>>>>
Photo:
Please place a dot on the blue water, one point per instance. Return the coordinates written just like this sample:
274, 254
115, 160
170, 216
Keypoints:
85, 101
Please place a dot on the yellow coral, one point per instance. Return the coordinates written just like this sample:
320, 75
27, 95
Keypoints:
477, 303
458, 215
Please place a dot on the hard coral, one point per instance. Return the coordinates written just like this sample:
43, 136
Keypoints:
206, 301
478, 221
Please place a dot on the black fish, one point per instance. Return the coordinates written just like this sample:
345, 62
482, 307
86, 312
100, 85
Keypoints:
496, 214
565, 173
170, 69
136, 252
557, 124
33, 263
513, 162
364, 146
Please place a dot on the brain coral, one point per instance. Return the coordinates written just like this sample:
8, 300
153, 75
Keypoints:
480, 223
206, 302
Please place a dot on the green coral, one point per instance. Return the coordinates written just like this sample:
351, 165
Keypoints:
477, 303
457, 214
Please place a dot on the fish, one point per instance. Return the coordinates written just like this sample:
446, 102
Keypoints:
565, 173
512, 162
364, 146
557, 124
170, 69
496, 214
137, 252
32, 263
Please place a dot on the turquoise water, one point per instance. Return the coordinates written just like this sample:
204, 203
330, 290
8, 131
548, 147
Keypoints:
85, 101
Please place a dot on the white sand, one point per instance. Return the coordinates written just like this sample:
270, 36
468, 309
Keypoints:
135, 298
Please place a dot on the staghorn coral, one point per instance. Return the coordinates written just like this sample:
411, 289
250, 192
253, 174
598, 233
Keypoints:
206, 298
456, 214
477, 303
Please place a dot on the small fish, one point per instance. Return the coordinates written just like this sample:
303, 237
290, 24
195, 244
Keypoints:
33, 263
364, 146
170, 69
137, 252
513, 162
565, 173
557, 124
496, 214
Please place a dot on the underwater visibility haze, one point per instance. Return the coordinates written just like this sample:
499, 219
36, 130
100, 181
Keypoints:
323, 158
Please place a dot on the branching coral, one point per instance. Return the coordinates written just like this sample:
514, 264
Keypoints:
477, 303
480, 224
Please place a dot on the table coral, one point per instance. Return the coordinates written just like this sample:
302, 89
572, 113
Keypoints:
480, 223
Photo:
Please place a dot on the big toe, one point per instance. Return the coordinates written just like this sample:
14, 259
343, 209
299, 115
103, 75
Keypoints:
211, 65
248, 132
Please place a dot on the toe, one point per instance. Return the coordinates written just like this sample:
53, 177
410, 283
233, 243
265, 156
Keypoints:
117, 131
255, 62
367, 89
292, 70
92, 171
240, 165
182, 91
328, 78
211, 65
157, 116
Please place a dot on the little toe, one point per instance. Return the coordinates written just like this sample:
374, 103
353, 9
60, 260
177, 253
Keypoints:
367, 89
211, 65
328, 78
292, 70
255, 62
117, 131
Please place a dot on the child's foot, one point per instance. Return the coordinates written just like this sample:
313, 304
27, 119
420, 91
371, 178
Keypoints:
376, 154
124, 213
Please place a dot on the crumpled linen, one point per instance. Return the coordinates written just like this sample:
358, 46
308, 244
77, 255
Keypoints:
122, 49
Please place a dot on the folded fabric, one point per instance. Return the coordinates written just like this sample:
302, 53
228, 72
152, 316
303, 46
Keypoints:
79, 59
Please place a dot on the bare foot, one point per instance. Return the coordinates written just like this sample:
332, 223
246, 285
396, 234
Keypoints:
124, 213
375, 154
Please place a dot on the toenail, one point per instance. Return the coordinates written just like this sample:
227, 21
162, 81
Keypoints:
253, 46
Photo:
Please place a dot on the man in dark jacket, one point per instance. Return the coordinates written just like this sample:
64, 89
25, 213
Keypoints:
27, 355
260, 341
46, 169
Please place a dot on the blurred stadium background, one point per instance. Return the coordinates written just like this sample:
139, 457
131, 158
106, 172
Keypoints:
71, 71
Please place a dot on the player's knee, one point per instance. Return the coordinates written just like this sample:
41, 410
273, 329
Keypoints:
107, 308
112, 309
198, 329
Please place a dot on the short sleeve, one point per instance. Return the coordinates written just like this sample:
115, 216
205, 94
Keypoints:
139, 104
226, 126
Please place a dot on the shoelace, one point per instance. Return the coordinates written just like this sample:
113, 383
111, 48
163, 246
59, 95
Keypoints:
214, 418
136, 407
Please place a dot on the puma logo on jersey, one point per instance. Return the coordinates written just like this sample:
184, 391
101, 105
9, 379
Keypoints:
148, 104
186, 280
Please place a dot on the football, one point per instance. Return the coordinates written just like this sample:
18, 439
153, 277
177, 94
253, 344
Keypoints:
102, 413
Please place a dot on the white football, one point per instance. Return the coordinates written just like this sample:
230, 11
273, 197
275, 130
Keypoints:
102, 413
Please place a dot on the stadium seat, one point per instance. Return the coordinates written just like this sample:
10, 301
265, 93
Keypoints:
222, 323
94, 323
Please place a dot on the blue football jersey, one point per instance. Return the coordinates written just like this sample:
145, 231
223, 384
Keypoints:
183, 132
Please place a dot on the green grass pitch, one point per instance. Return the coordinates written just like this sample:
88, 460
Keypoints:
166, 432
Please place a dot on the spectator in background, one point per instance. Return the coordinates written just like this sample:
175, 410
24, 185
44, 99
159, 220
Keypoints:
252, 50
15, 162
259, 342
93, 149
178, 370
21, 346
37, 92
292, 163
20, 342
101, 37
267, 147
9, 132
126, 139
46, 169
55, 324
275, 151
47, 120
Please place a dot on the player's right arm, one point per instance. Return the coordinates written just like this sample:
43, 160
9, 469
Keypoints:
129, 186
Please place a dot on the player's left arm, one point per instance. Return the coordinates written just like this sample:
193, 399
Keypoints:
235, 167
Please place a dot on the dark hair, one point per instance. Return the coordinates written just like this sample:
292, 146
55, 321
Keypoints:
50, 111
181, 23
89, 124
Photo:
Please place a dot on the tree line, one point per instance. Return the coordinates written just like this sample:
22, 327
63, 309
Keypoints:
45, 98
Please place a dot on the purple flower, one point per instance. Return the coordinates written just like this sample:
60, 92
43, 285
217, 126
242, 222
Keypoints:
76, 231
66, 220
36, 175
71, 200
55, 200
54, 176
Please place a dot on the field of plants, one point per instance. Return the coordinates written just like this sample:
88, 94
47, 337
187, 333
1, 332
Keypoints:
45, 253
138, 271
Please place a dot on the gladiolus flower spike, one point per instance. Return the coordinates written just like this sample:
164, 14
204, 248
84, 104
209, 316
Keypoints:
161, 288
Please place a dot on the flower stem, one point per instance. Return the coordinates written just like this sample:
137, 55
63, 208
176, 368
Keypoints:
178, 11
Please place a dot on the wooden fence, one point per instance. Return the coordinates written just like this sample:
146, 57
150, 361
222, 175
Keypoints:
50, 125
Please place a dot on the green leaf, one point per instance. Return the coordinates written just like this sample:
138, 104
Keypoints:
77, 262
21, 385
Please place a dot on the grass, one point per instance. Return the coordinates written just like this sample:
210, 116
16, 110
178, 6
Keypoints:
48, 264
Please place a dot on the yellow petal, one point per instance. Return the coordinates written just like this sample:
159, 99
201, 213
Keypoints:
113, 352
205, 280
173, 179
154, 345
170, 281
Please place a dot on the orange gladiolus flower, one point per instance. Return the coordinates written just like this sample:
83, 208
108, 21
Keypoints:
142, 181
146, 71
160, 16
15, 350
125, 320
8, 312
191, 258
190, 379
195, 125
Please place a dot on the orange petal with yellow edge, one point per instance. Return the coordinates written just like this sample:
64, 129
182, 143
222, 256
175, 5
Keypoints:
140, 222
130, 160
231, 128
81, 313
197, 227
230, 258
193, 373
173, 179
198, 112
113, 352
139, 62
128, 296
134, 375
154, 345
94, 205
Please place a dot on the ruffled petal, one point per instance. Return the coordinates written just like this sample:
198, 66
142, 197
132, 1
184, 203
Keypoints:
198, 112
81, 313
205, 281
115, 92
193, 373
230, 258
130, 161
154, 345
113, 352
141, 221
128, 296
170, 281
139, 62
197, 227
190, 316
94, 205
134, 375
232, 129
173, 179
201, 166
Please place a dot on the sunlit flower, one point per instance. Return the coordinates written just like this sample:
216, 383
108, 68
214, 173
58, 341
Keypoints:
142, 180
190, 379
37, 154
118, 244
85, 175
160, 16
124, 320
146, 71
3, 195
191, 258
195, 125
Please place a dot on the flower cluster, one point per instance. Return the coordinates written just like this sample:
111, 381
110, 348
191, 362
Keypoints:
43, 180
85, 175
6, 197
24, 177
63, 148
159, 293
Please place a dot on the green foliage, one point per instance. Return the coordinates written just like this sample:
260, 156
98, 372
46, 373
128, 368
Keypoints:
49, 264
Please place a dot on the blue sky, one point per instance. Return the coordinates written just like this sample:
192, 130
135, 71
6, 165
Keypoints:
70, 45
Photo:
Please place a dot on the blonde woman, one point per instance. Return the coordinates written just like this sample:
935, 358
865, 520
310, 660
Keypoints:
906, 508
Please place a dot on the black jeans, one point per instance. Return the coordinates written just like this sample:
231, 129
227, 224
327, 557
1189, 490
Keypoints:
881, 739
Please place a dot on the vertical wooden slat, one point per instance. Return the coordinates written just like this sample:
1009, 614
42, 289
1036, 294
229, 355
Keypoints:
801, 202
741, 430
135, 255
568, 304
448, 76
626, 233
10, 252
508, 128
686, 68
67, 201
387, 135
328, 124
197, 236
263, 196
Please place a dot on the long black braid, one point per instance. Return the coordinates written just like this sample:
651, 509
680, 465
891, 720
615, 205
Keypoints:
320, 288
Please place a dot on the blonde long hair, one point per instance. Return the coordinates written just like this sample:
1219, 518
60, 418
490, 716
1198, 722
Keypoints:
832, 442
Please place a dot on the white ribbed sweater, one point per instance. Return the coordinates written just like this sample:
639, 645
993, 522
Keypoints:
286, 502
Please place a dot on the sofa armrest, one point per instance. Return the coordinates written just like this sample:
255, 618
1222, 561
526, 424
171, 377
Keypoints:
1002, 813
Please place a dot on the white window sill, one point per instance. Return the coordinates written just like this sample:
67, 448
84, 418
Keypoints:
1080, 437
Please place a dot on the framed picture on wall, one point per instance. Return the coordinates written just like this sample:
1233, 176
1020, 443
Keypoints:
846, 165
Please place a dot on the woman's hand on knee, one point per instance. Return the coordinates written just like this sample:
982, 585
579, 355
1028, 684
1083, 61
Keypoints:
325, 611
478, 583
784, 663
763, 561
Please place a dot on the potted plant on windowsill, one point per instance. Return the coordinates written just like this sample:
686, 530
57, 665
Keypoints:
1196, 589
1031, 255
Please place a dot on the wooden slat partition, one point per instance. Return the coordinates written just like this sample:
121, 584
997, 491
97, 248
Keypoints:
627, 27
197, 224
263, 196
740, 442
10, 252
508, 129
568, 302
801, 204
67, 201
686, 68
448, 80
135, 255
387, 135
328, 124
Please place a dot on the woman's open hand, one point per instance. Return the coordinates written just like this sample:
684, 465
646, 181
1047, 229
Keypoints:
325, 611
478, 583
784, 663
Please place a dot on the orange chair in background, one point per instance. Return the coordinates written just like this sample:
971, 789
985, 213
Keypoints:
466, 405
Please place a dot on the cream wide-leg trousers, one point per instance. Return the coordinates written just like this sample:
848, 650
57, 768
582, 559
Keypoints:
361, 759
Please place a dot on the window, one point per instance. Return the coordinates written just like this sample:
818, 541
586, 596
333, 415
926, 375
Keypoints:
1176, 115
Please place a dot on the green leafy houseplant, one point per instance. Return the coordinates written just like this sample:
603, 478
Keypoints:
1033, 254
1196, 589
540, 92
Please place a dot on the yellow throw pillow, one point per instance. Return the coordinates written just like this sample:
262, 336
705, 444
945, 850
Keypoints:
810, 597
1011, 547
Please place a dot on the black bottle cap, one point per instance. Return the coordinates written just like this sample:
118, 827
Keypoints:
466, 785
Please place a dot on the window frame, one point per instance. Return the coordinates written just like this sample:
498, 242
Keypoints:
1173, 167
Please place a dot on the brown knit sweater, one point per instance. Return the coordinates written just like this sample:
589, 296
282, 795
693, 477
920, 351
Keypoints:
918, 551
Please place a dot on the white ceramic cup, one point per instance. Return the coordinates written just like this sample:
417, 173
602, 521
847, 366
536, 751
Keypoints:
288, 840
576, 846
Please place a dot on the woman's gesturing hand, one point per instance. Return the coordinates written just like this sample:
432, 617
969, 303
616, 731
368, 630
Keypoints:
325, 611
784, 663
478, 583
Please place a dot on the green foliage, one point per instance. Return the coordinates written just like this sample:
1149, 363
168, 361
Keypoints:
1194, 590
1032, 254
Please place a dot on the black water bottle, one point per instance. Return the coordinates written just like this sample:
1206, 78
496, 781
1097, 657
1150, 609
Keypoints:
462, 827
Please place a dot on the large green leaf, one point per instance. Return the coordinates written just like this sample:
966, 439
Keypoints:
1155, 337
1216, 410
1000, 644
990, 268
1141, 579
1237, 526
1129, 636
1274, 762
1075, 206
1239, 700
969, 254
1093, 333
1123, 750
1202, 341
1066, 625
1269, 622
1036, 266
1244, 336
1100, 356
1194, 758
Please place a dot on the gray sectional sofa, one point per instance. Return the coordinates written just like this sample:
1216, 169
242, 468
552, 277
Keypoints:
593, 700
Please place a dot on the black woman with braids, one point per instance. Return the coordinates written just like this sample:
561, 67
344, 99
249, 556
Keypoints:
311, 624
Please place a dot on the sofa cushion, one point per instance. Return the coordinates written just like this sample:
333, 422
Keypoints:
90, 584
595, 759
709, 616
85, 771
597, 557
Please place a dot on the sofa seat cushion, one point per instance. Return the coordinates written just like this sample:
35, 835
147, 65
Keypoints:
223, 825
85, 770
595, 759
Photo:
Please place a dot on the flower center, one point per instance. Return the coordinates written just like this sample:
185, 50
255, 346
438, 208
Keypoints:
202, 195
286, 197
<<<<
What you are asked to do: Extract every line from the one containing "Please place a dot on the brown" to the end of the entries, including both of those lines, exactly as given and with nothing added.

In response:
Please place a dot on the brown knit sweater, one point per instance. Return the coordinates written just like this sample:
589, 296
282, 795
693, 477
920, 351
Keypoints:
918, 551
Please place a dot on the white ceramic cup, one point per instance. Return the coordinates written just like this sample:
417, 173
602, 521
847, 366
536, 751
Keypoints:
288, 840
576, 846
Please place a dot on the woman's gesturing hand, one point per instance. Return the coordinates written just like this sample:
432, 617
969, 303
616, 731
368, 630
Keypoints:
325, 611
784, 663
478, 583
Please place a dot on the green foliage, one point per instance. Return the coordinates written just like this sample:
1149, 363
168, 361
Keypoints:
1194, 590
1032, 254
Please place a dot on the black water bottle, one point per instance. Return the coordinates written just like this sample:
1206, 78
496, 781
1097, 657
1150, 609
Keypoints:
462, 827
Please place a dot on the large green leaf, one point per instance. Return the coordinates written just like this sample:
966, 439
Keypoints:
1155, 337
1216, 410
1000, 644
990, 268
1141, 579
1237, 526
1129, 636
1274, 762
1075, 206
1239, 700
969, 254
1093, 333
1123, 750
1202, 341
1066, 625
1269, 622
1036, 266
1244, 336
1100, 356
1194, 758
Please place a dot on the gray sectional sofa, one point per instance. Return the coordinates written just like this sample:
1216, 169
242, 468
552, 277
Keypoints:
593, 700
Please place a dot on the black woman with braids, one point per instance. Return the coordinates written just like this sample:
561, 67
344, 99
249, 556
Keypoints:
311, 624
Please place a dot on the sofa cushion, one point per instance. Return the coordinates written just like this sample:
333, 422
Keypoints:
90, 584
595, 759
709, 616
85, 771
597, 557
Please place a dot on the sofa seat cushion, one point per instance. Return the coordinates written just like this sample:
35, 835
147, 65
Keypoints:
223, 825
85, 770
595, 759
Photo:
Please place a dot on the flower center, one point per instance. Return the coordinates written just like this sample:
185, 50
255, 346
438, 208
Keypoints:
202, 195
286, 197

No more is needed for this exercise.